*** Material for this task Section Begins ***
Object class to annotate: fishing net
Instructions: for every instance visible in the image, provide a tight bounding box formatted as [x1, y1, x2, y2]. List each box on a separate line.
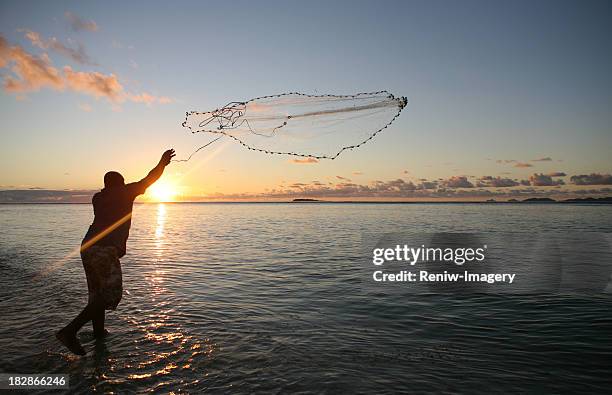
[178, 91, 407, 161]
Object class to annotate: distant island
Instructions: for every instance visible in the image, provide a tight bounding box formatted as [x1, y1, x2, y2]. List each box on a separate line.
[522, 197, 556, 202]
[560, 196, 612, 204]
[287, 197, 612, 204]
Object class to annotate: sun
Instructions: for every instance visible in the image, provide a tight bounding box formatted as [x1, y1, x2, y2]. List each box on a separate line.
[147, 180, 177, 202]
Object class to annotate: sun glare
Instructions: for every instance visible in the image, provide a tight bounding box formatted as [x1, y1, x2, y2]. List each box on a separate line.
[147, 181, 177, 202]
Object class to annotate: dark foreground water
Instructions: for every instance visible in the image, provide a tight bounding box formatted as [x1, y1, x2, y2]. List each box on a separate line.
[1, 203, 611, 393]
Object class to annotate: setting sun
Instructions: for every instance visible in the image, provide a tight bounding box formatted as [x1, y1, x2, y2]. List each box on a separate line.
[147, 181, 177, 202]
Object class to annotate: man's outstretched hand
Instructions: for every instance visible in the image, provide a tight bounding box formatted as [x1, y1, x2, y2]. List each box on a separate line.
[160, 149, 176, 166]
[140, 149, 176, 189]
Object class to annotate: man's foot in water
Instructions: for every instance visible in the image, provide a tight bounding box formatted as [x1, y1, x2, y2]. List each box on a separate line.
[94, 329, 110, 339]
[56, 329, 86, 355]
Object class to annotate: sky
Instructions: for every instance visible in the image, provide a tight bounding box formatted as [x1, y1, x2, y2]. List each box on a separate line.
[0, 0, 611, 201]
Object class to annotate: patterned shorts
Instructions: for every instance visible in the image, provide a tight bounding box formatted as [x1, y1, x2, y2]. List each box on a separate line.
[81, 245, 123, 311]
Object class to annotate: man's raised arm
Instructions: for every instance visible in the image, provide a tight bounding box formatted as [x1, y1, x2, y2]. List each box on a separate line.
[131, 149, 176, 195]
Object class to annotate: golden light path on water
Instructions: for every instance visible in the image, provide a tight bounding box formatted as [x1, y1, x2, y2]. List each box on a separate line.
[155, 203, 166, 250]
[119, 139, 225, 386]
[117, 202, 217, 387]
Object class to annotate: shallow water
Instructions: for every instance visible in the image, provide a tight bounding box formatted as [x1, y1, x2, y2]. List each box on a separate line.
[1, 203, 611, 393]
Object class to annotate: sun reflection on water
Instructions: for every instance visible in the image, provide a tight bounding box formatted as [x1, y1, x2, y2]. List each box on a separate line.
[155, 203, 166, 241]
[68, 203, 220, 392]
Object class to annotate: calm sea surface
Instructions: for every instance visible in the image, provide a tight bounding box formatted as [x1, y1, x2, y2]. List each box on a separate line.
[1, 203, 611, 393]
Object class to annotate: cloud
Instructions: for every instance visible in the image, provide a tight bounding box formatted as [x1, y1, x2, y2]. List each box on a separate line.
[129, 92, 173, 105]
[498, 159, 549, 167]
[290, 157, 319, 164]
[419, 181, 438, 190]
[201, 178, 612, 201]
[0, 189, 94, 203]
[547, 172, 566, 177]
[78, 102, 92, 112]
[63, 66, 123, 100]
[477, 176, 519, 188]
[529, 173, 565, 186]
[336, 175, 351, 181]
[0, 35, 63, 92]
[570, 173, 612, 185]
[441, 176, 473, 188]
[0, 34, 170, 106]
[22, 30, 95, 65]
[353, 171, 363, 176]
[65, 12, 98, 32]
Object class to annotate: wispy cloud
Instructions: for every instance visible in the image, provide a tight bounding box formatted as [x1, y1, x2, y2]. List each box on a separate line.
[21, 30, 95, 65]
[290, 157, 319, 164]
[62, 66, 123, 100]
[0, 34, 170, 106]
[65, 12, 98, 32]
[497, 158, 550, 168]
[78, 102, 92, 112]
[0, 36, 63, 92]
[547, 172, 566, 177]
[129, 92, 173, 106]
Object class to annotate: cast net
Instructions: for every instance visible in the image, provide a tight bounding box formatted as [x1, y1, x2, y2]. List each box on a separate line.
[179, 91, 407, 161]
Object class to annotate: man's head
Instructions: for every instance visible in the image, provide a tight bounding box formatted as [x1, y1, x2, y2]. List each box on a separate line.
[104, 171, 125, 188]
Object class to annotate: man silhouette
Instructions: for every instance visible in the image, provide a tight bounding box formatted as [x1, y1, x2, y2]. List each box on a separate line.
[57, 149, 176, 355]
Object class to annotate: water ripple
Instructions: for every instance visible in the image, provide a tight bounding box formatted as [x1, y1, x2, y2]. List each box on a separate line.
[0, 203, 611, 393]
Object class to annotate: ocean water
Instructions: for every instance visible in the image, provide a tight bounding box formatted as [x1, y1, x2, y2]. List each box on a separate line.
[0, 203, 611, 393]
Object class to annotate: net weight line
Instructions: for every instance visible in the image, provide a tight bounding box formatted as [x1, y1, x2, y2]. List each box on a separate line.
[171, 135, 223, 163]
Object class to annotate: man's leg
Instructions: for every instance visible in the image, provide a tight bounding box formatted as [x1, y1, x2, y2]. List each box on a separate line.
[92, 307, 107, 338]
[57, 299, 104, 355]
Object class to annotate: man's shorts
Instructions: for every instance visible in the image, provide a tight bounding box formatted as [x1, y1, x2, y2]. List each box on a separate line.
[81, 245, 123, 310]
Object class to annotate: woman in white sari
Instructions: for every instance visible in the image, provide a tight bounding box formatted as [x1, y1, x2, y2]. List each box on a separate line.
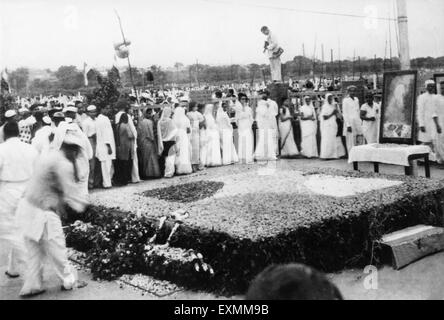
[320, 94, 346, 159]
[157, 106, 178, 177]
[216, 103, 239, 165]
[236, 95, 254, 164]
[172, 106, 193, 175]
[278, 104, 299, 157]
[203, 104, 222, 167]
[187, 102, 205, 172]
[254, 99, 278, 161]
[299, 96, 319, 158]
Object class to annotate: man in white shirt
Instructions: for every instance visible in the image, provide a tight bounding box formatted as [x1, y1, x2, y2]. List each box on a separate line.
[261, 26, 282, 82]
[0, 122, 38, 278]
[433, 81, 444, 163]
[360, 94, 380, 144]
[95, 105, 116, 188]
[82, 105, 98, 189]
[342, 86, 363, 153]
[417, 80, 441, 152]
[115, 99, 140, 184]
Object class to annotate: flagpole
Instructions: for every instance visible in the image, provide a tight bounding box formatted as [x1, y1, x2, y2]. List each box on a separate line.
[115, 10, 139, 103]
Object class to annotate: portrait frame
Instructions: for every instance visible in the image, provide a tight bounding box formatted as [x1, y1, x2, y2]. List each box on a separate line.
[434, 73, 444, 95]
[379, 70, 418, 145]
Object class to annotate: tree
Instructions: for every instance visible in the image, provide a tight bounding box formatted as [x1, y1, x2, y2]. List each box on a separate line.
[55, 65, 83, 90]
[9, 68, 29, 92]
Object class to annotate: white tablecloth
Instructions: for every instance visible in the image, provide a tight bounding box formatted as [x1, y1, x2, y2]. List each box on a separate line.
[348, 144, 431, 167]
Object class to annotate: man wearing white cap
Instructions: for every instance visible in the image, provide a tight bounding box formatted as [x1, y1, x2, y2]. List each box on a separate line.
[0, 122, 38, 279]
[18, 107, 33, 144]
[52, 117, 93, 196]
[96, 105, 116, 188]
[16, 131, 88, 297]
[31, 116, 53, 154]
[417, 80, 440, 159]
[63, 104, 78, 124]
[0, 109, 18, 143]
[82, 105, 99, 189]
[342, 86, 363, 153]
*** Material for this task Section Ends ***
Go through the data, and copy each line in which the word "cloud" appears.

Object class to annotate: cloud
Object class to annotate: wispy cloud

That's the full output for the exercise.